*Exercise prompt:* Return the full listing exactly as it is written.

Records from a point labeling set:

□ □ □ □ □ □ □

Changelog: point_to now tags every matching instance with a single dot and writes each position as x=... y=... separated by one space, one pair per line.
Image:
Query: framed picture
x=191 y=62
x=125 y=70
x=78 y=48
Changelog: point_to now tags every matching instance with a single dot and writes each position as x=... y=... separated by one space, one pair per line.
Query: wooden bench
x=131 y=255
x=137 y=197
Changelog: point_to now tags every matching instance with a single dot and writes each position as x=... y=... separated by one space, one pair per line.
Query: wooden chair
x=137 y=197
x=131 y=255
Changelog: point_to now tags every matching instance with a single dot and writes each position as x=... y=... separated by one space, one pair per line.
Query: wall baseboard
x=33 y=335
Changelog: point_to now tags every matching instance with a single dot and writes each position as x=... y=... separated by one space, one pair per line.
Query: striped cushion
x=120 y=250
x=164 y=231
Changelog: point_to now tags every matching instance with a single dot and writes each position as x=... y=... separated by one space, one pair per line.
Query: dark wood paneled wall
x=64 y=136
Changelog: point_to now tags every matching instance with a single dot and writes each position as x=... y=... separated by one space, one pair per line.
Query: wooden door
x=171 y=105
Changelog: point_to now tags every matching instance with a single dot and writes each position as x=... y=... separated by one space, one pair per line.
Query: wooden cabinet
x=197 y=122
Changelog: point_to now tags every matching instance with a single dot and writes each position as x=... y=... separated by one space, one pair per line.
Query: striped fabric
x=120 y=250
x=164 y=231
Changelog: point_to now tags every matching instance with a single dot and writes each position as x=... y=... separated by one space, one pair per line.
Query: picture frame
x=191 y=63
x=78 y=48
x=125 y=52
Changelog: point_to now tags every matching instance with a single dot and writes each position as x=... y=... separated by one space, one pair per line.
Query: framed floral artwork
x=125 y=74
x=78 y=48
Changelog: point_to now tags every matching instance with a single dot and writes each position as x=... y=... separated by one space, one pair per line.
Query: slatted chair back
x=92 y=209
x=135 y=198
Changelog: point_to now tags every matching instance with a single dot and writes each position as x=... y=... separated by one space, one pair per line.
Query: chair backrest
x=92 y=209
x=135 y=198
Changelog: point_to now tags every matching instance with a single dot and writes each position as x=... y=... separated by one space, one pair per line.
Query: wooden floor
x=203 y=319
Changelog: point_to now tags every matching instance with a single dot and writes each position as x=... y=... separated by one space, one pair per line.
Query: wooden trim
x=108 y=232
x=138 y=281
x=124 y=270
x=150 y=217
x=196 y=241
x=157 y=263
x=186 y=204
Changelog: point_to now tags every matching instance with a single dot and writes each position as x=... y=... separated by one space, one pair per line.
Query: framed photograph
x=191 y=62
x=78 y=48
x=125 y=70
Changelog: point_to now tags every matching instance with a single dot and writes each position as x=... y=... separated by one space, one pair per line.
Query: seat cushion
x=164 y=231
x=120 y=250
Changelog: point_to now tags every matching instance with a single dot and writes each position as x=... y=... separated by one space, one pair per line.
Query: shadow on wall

□ □ □ □ □ □ □

*Expected answer:*
Changelog: point_to now tags every matching instance with a single dot and writes each position as x=... y=... separated by one space, one pair per line.
Image:
Query: framed picture
x=191 y=62
x=125 y=70
x=78 y=48
Changelog: point_to now tags every matching instance with a single dot and writes each position as x=... y=... separated by one space, one pair per line.
Query: wooden bench
x=131 y=255
x=137 y=197
Changelog: point_to now tags every matching instance with a single dot and writes each position as x=... y=... separated by one space, one pair per line.
Query: wooden chair
x=137 y=197
x=131 y=255
Changelog: point_to now tags every matching instance with a single dot and writes each position as x=... y=... separated by one space, one pair per line.
Query: wall baseboard
x=33 y=335
Changelog: point_to now tags every matching instance with a single dot and writes each position as x=... y=... separated by one space, one pair per line.
Query: striped cushion
x=120 y=250
x=164 y=231
Changelog: point_to now tags every matching instance with a single dot and writes each position as x=... y=... separated by one space, one pair per line.
Query: dark wood paneled wall
x=64 y=136
Changelog: point_to now tags every matching instance with a single dot and writes each position as x=... y=... separated by one space, one pair per line.
Query: wooden door
x=171 y=105
Changelog: point_to now tags every matching instance with a single dot and writes each position as x=... y=... separated by one space, one pair per line.
Query: wooden cabinet
x=197 y=122
Changelog: point_to now tags every matching instance with a single dot and writes each position as x=... y=... separated by one space, one pair per line.
Query: striped fabric
x=120 y=250
x=164 y=231
Changelog: point_to now tags every matching instance with a single dot and writes each position as x=... y=... separated by one space, one pair per line.
Query: picture frame
x=191 y=63
x=78 y=48
x=125 y=52
Changelog: point_to now tags every matching instance with a single dot and writes each position as x=... y=... separated by one space, one pair per line.
Query: framed floral artwork
x=125 y=74
x=78 y=48
Changelog: point_to now tags every matching instance with a single dot and writes each position as x=... y=... separated by one space, one pair per line.
Query: slatted chair back
x=92 y=209
x=135 y=198
Changelog: point_to now tags every matching instance with a single dot and writes each position as x=... y=... separated by one space, one pair per line.
Query: chair backrest
x=92 y=209
x=135 y=198
Changelog: point_to now tags every matching instance with a single dot and writes each position as x=... y=... separated by one space, one pair per line.
Query: wooden floor
x=203 y=319
Changelog: point_to now tags every matching instance with a single dot and writes each position as x=... y=... separated by one space, one pair per line.
Query: wooden trim
x=108 y=232
x=138 y=281
x=124 y=270
x=150 y=217
x=196 y=241
x=157 y=263
x=186 y=204
Changelog: point_to now tags every matching instance with a single dot and writes each position as x=... y=... separated by one space, one pair per line.
Query: framed photograph
x=191 y=62
x=78 y=48
x=125 y=70
Changelog: point_to now tags every matching instance with a single dot and writes each position as x=... y=... separated by one space, one pair per line.
Query: seat cushion
x=164 y=231
x=120 y=250
Changelog: point_to now tags every matching instance with a single dot and writes each position as x=... y=... separated by one space, one pair per line.
Query: shadow on wall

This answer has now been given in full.